SET PROBLEM:
Copy exactly the run of lines that begins at the line with "Task: for the greenhouse-bench survey, tag the bride's raised" and ends at the final line of the entries.

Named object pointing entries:
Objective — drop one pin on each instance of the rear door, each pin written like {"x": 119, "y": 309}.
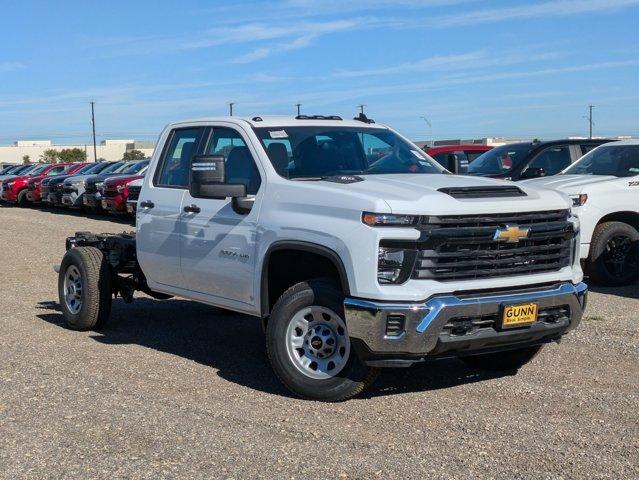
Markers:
{"x": 159, "y": 209}
{"x": 218, "y": 243}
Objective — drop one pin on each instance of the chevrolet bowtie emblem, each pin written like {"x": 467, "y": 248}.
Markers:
{"x": 511, "y": 234}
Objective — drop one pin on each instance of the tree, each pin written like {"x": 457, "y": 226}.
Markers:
{"x": 70, "y": 155}
{"x": 133, "y": 155}
{"x": 50, "y": 155}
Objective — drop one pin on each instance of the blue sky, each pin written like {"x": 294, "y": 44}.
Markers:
{"x": 472, "y": 67}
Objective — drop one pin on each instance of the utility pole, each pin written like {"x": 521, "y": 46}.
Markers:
{"x": 432, "y": 140}
{"x": 95, "y": 148}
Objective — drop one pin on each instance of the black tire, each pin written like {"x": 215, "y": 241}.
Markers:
{"x": 612, "y": 241}
{"x": 22, "y": 198}
{"x": 350, "y": 381}
{"x": 503, "y": 361}
{"x": 96, "y": 293}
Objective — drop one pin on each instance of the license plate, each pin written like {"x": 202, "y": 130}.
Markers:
{"x": 519, "y": 315}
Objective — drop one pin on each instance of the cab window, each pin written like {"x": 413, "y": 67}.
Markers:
{"x": 176, "y": 160}
{"x": 239, "y": 163}
{"x": 553, "y": 159}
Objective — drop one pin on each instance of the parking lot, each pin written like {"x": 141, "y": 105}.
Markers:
{"x": 182, "y": 390}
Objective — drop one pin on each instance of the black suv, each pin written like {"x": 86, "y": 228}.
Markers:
{"x": 520, "y": 161}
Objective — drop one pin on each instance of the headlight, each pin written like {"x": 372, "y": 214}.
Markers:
{"x": 579, "y": 200}
{"x": 394, "y": 265}
{"x": 388, "y": 220}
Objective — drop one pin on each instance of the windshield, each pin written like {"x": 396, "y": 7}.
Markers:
{"x": 615, "y": 160}
{"x": 316, "y": 152}
{"x": 500, "y": 160}
{"x": 136, "y": 167}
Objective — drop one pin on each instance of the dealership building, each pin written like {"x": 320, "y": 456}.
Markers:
{"x": 106, "y": 149}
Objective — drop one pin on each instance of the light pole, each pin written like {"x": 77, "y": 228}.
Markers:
{"x": 432, "y": 141}
{"x": 95, "y": 148}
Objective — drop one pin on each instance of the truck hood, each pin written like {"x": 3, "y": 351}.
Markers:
{"x": 570, "y": 184}
{"x": 418, "y": 194}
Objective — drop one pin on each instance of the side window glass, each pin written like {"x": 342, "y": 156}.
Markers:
{"x": 240, "y": 165}
{"x": 553, "y": 159}
{"x": 177, "y": 157}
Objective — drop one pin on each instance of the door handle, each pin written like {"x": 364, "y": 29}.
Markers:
{"x": 192, "y": 209}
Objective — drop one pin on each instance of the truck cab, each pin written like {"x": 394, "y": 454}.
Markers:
{"x": 604, "y": 187}
{"x": 355, "y": 249}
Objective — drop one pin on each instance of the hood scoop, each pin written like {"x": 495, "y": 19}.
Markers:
{"x": 483, "y": 192}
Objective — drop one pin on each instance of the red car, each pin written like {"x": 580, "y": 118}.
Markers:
{"x": 15, "y": 189}
{"x": 465, "y": 154}
{"x": 116, "y": 193}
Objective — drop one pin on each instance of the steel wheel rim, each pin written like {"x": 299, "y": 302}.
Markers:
{"x": 73, "y": 289}
{"x": 620, "y": 258}
{"x": 317, "y": 342}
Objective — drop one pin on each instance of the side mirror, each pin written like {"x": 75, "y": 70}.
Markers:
{"x": 533, "y": 173}
{"x": 456, "y": 165}
{"x": 208, "y": 179}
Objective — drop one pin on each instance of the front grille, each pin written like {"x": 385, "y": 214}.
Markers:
{"x": 110, "y": 192}
{"x": 460, "y": 326}
{"x": 463, "y": 247}
{"x": 134, "y": 192}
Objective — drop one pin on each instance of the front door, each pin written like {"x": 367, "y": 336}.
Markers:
{"x": 159, "y": 210}
{"x": 219, "y": 244}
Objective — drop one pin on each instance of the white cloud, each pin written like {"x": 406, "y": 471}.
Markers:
{"x": 10, "y": 66}
{"x": 529, "y": 10}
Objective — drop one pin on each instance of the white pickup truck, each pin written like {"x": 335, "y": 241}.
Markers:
{"x": 604, "y": 186}
{"x": 354, "y": 248}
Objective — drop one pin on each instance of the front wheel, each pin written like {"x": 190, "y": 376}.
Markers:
{"x": 308, "y": 344}
{"x": 503, "y": 361}
{"x": 614, "y": 254}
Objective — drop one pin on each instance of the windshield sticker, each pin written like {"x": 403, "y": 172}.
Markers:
{"x": 278, "y": 134}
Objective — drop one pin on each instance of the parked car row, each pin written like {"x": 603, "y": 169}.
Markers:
{"x": 102, "y": 186}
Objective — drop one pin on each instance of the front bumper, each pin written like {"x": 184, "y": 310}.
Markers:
{"x": 72, "y": 200}
{"x": 432, "y": 328}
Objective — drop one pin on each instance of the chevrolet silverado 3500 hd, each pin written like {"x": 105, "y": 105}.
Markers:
{"x": 354, "y": 260}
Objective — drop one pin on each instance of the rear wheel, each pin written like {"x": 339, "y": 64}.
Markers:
{"x": 503, "y": 361}
{"x": 614, "y": 254}
{"x": 84, "y": 288}
{"x": 308, "y": 344}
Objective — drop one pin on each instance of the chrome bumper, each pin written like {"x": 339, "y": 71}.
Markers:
{"x": 423, "y": 330}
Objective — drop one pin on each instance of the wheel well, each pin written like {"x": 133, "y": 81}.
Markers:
{"x": 631, "y": 218}
{"x": 286, "y": 266}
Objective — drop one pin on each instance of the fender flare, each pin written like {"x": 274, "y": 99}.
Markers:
{"x": 309, "y": 247}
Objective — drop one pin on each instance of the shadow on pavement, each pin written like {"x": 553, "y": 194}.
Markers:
{"x": 627, "y": 291}
{"x": 234, "y": 345}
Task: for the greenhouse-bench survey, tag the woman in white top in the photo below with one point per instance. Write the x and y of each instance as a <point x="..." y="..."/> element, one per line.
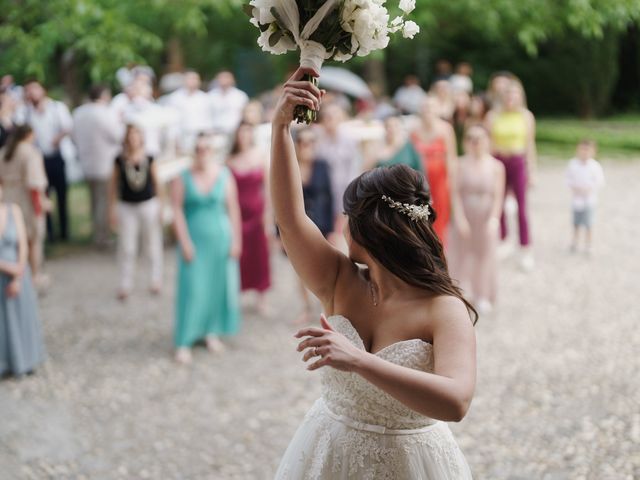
<point x="397" y="353"/>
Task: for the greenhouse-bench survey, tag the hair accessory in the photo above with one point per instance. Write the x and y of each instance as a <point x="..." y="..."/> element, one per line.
<point x="414" y="212"/>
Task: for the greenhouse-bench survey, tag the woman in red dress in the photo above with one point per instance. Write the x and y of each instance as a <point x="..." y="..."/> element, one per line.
<point x="248" y="165"/>
<point x="435" y="141"/>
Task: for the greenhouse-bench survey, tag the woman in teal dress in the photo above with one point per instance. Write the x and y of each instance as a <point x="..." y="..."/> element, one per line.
<point x="21" y="348"/>
<point x="397" y="148"/>
<point x="208" y="228"/>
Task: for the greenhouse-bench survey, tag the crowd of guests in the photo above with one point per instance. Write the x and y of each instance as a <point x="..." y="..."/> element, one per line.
<point x="473" y="147"/>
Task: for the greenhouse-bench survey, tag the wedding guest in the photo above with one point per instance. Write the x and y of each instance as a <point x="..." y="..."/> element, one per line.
<point x="317" y="197"/>
<point x="397" y="147"/>
<point x="249" y="167"/>
<point x="21" y="347"/>
<point x="512" y="128"/>
<point x="499" y="84"/>
<point x="227" y="102"/>
<point x="409" y="96"/>
<point x="478" y="108"/>
<point x="584" y="177"/>
<point x="193" y="109"/>
<point x="136" y="211"/>
<point x="443" y="70"/>
<point x="474" y="235"/>
<point x="97" y="134"/>
<point x="208" y="226"/>
<point x="444" y="100"/>
<point x="51" y="123"/>
<point x="435" y="141"/>
<point x="340" y="151"/>
<point x="24" y="183"/>
<point x="7" y="113"/>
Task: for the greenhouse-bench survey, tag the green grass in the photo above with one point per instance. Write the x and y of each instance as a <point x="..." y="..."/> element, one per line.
<point x="617" y="137"/>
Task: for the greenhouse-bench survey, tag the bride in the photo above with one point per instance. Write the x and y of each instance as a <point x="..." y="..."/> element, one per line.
<point x="398" y="349"/>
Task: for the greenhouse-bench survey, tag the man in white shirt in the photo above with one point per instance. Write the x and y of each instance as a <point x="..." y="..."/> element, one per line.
<point x="51" y="123"/>
<point x="409" y="97"/>
<point x="340" y="151"/>
<point x="193" y="111"/>
<point x="97" y="134"/>
<point x="227" y="102"/>
<point x="584" y="177"/>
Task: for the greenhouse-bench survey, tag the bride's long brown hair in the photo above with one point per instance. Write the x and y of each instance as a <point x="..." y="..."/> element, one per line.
<point x="410" y="250"/>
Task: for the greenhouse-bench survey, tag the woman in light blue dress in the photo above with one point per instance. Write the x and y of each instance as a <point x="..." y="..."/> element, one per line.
<point x="21" y="348"/>
<point x="208" y="227"/>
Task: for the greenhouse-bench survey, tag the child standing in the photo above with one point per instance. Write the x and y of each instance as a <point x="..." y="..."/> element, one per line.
<point x="584" y="177"/>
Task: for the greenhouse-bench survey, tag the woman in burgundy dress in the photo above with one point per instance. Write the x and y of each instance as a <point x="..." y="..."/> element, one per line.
<point x="248" y="165"/>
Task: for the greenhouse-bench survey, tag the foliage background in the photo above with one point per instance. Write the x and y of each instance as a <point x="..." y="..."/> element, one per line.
<point x="574" y="56"/>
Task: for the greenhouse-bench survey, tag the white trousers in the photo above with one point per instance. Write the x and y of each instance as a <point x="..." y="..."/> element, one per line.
<point x="136" y="220"/>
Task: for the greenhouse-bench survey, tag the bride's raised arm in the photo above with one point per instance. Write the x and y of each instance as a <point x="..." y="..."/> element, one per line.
<point x="313" y="257"/>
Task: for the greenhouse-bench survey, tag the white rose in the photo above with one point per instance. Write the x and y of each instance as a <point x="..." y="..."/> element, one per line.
<point x="410" y="29"/>
<point x="342" y="57"/>
<point x="283" y="46"/>
<point x="262" y="11"/>
<point x="370" y="28"/>
<point x="407" y="6"/>
<point x="396" y="24"/>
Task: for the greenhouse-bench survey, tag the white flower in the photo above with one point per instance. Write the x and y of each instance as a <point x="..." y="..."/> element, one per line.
<point x="410" y="29"/>
<point x="283" y="46"/>
<point x="396" y="24"/>
<point x="369" y="24"/>
<point x="407" y="6"/>
<point x="342" y="57"/>
<point x="262" y="11"/>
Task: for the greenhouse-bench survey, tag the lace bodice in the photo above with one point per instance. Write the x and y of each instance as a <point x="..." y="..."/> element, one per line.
<point x="349" y="394"/>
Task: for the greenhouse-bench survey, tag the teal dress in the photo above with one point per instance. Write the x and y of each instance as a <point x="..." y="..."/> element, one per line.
<point x="407" y="155"/>
<point x="21" y="347"/>
<point x="208" y="287"/>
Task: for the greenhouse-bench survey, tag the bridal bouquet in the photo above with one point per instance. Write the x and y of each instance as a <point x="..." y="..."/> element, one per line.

SOLUTION FOR THIS EXERCISE:
Task: for the greenhouse-bench survey, tag the bride's raised arm in the photo above with one point per instance. Write the x and y of each instance as a <point x="..." y="..."/> element, one per line.
<point x="313" y="257"/>
Task: for the greenhouse-bench survey, tag the white rose in the photo above with one point per instance. Write the x and y of each instance as a <point x="..." y="..."/> element, one per line.
<point x="410" y="29"/>
<point x="342" y="57"/>
<point x="283" y="46"/>
<point x="262" y="11"/>
<point x="370" y="28"/>
<point x="407" y="6"/>
<point x="396" y="24"/>
Task: for the greenhouse-bench survey, tag the white flower in the photo above with one point per instance. Write the x and y of each instance as a <point x="..." y="..."/> element, one per line.
<point x="410" y="29"/>
<point x="283" y="46"/>
<point x="396" y="24"/>
<point x="369" y="24"/>
<point x="407" y="6"/>
<point x="342" y="57"/>
<point x="262" y="11"/>
Task: for the greenhouse-bench survey, tag the lace bodice in the photo above with one point per instance. Write the x and y of each instance as a <point x="..." y="..."/> element, one per line.
<point x="349" y="394"/>
Task: for the greenhouse-bench survey, tag the teal dress in the photo above with one point per instance. Write the x and y of each instance as a <point x="..." y="..."/> element, one per line.
<point x="407" y="155"/>
<point x="21" y="347"/>
<point x="208" y="287"/>
Task: for the greenhouse-bench survey, tag the bridal bouquet in the photo above with one point per instance. Write the x and y of each instance as a <point x="..." y="..."/> element, one per line.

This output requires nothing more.